Excerpts of labeled region data
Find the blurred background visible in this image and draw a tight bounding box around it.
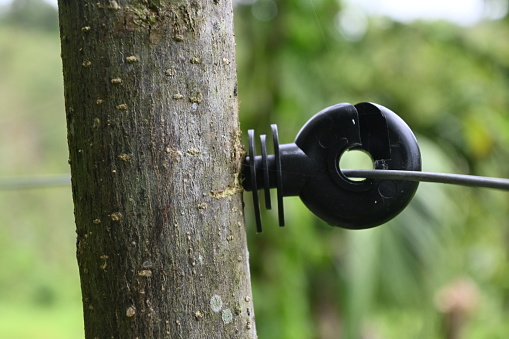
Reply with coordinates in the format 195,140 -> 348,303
0,0 -> 509,339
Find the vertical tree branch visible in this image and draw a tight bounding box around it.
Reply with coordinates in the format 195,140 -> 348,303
59,0 -> 256,338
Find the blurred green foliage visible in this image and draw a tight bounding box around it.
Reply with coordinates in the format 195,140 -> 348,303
0,0 -> 509,339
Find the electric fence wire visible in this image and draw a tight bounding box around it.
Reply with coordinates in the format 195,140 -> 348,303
342,169 -> 509,191
0,169 -> 509,191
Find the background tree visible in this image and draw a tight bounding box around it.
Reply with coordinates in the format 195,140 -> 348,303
59,0 -> 256,338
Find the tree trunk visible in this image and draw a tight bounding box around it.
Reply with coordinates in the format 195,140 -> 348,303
59,0 -> 256,338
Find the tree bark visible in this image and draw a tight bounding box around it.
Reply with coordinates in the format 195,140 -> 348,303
59,0 -> 256,338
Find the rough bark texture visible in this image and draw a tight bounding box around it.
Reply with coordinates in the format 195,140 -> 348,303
59,0 -> 256,338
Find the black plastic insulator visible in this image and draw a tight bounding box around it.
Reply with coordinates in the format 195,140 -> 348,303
243,103 -> 421,232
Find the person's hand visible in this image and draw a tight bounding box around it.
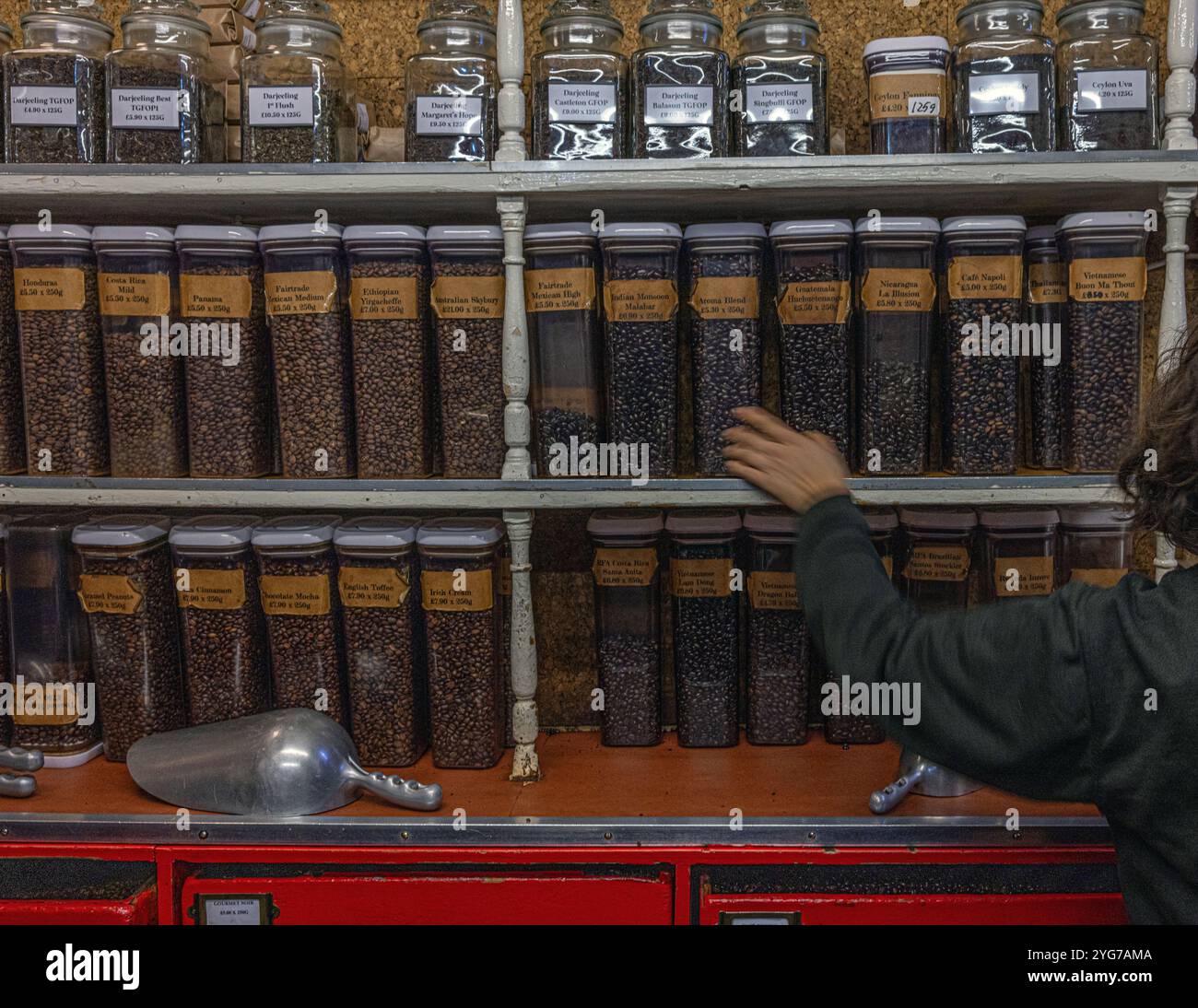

▶ [STATED EXERCISE]: Give every line of the entries above as a numbered list, skipping blank lines and leaving out the pictures.

▶ [ANSWER FOR THE TASK]:
1. Find the blurred background visible in this image and draw a tight bounding box around it.
2. Reply with coordinates in the format 195,140 -> 348,303
3. 0,0 -> 509,339
4. Find the vertical tree branch visible in this image and draw a tight bounding box around it.
5. Reply with coordinates in the format 195,140 -> 348,303
6. 59,0 -> 256,338
7. Find the blurred green foliage visible in this image and draw a tight bounding box around it.
8. Reply with coordinates in the format 195,140 -> 348,303
9. 0,0 -> 509,339
10. Find the electric fence wire visible in this image and draw a tight bounding box around it.
11. Reply with coordinates in the format 195,140 -> 348,303
12. 342,169 -> 509,191
13. 0,169 -> 509,191
14. Find the background tree visible in this image and draw a tight bounding box around it.
15. Reply with coordinates in the format 195,140 -> 348,303
16. 59,0 -> 256,338
17. Find the tree trunk visible in this image and draw a tight bounding box around it.
18. Reply with coordinates in the format 195,140 -> 348,303
19. 59,0 -> 256,338
20. Find the tree bark visible in this image and draw a tight bounding box around it.
21. Reply with coordinates in the format 195,140 -> 348,303
22. 59,0 -> 256,338
23. Find the rough bark texture visible in this image and draw a tight bounding box around it.
24. Reply with coordinates in the format 195,140 -> 348,303
25. 59,0 -> 256,338
26. Find the black plastic insulator visible in this image and draw a tight bounding box around it.
27. Reply with coordinates in the format 195,140 -> 348,303
28. 243,103 -> 421,232
29. Find the person's hand visible in this image and draw a tight bounding box around it.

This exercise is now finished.